Problem:
Check every line of the data for the string "this" and copy the ones that have it.

Supplied data:
[Start of section]

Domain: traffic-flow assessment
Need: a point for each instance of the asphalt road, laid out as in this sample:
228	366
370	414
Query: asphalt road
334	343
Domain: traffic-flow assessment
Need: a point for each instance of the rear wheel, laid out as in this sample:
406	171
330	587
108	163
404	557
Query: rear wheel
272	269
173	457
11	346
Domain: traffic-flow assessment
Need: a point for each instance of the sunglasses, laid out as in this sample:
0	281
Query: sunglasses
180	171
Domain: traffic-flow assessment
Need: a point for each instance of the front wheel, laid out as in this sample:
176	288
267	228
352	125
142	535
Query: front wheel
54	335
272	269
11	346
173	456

[End of section]
[Start of section]

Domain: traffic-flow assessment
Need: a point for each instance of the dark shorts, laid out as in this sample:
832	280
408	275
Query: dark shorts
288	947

[End of section]

Output:
Need: a point for each instance of the asphalt road, laid out as in this sample:
Need: a point for each instance of the rear wheel, laid out as in this sample:
Need: a point for each instance of the sunglasses, laid out as in this sample:
Need: a point for each instance of the front wheel, laid out as in this sample:
Need: a point for each instance of the dark shorts, laid out as in this sample:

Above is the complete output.